課題内容
下にある、十三夜と科学館の休館を伝える本文の続きを、最後の文の後から書き継ぎなさい。

本文
══════════

こんにちは。
国立極地研究所 南極・北極科学館です。

今日は十三夜です
日本では、旧暦の8月15日の月を中秋の名月(十五夜)、
そして旧暦の9月13日の月を十三夜と言って、お月見をする風習があります。
中秋の名月は台風到来の時期と重なり、すっきりしない天気のことが多いため、
「次の月にお月見をしよう!」と、日本独自に考え出されたのが十三夜です。
中秋の名月に次いで美しい月と言われる十三夜。
きれいなお月様を見たいところですが…残念ながら台風の関東直撃で、
今日はお月見どころではないようです

南極・北極科学館も、明日10月12日(土)は公共交通機関の運休や、
安全面を考慮し、休館します。
ご了承のほど、なにとぞお願いいたします。


ところで、59年前の1960年10月10日。

══════════

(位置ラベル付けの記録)
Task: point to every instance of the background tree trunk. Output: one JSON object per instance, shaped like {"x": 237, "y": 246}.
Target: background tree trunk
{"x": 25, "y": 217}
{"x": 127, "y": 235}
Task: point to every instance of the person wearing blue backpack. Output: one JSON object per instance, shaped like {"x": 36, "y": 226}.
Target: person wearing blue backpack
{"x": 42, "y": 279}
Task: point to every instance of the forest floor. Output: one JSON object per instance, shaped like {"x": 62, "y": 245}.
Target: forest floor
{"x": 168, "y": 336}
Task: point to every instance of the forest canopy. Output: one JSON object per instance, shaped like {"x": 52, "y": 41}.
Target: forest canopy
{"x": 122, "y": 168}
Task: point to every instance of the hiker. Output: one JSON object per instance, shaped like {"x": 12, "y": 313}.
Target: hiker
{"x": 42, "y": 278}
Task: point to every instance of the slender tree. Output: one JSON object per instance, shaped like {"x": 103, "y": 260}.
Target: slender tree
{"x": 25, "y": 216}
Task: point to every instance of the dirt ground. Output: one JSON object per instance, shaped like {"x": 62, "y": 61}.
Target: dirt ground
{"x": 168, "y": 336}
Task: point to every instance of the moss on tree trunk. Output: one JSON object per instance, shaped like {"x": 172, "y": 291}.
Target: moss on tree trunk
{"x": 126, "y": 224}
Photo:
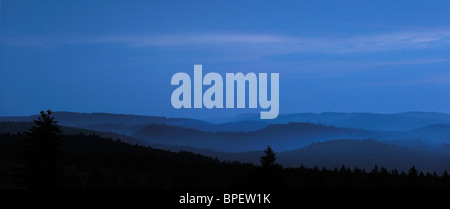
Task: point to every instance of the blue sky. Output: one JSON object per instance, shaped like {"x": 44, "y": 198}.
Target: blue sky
{"x": 119, "y": 56}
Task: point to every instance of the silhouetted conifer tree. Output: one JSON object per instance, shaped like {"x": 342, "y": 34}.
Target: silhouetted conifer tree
{"x": 41, "y": 152}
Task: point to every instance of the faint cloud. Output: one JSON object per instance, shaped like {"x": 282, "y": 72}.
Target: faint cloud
{"x": 443, "y": 79}
{"x": 264, "y": 44}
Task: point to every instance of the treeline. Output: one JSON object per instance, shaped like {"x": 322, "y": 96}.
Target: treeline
{"x": 89, "y": 161}
{"x": 45, "y": 158}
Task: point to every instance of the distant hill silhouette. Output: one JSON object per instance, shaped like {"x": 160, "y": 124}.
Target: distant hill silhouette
{"x": 279, "y": 136}
{"x": 93, "y": 162}
{"x": 235, "y": 146}
{"x": 128, "y": 124}
{"x": 369, "y": 121}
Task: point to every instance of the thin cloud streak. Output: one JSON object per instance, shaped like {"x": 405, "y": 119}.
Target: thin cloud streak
{"x": 263, "y": 44}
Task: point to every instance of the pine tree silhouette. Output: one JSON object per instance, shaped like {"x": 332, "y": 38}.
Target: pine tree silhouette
{"x": 41, "y": 152}
{"x": 268, "y": 160}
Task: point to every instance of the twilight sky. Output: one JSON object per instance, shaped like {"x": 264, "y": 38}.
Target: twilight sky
{"x": 119, "y": 56}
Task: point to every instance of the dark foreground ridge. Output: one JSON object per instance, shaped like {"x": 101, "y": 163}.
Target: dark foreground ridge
{"x": 43, "y": 157}
{"x": 90, "y": 161}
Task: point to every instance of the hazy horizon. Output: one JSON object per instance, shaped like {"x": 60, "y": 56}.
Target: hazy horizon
{"x": 119, "y": 57}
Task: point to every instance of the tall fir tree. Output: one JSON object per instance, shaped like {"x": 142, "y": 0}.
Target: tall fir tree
{"x": 41, "y": 152}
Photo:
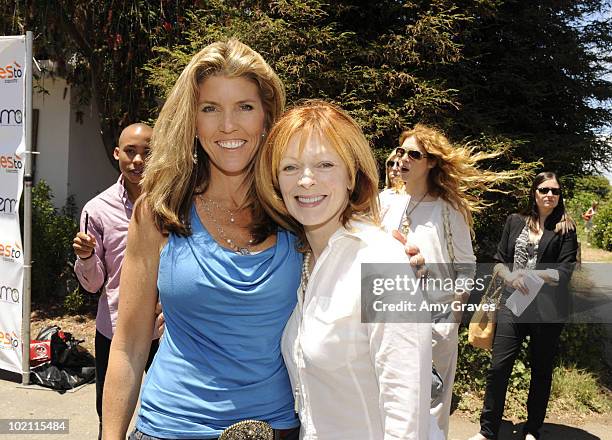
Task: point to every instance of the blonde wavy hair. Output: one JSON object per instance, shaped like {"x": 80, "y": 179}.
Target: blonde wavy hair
{"x": 171, "y": 177}
{"x": 315, "y": 117}
{"x": 455, "y": 174}
{"x": 398, "y": 184}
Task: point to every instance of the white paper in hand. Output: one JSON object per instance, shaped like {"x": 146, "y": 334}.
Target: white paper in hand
{"x": 518, "y": 301}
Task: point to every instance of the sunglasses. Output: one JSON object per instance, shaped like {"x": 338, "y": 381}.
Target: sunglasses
{"x": 544, "y": 191}
{"x": 415, "y": 154}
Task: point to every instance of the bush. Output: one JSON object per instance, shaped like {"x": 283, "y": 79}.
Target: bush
{"x": 602, "y": 227}
{"x": 579, "y": 350}
{"x": 52, "y": 234}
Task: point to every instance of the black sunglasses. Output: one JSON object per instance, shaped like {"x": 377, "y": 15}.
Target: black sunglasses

══════════

解答欄
昭和基地でとても悲しい出来事がありました。
第4次南極地域観測隊(1959-61年)の福島 紳(ふくしま しん)隊員の遭難です。
その日福島隊員は、屋外につながれたカラフト犬の給餌を終え、
海氷上に置かれたソリの点検に向かったところ、ブリザードのために方向を見失い、
行方不明になってしまいました。
直前まで福島隊員と一緒にいた吉田 栄夫(よしだ よしお)隊員は、
村石 幸彦(むらいし ゆきひこ)隊員と共に福島隊員の捜索に当たりましたが、
発見には至らず、ブリザードのため基地に帰ることもできず、ビバークすることに。
その後の懸命な捜索活動でも、福島隊員の姿を見つけることはできませんでした。

福島隊員が発見されたのは1968年2月9日。第8次隊から第9次隊に交代する頃でした。
第9次隊が地質調査に出かけたところ、岩陰に横たわる福島隊員の姿がありました。
昭和基地から4kmほど離れたところだったそうです。
第8次隊は帰国寸前で、船に乗り込んだところでした。
偶然にも、第8次隊には吉田隊員をはじめ第4次隊の仲間が5人、第9次隊には2人いて、涙の再会になりました。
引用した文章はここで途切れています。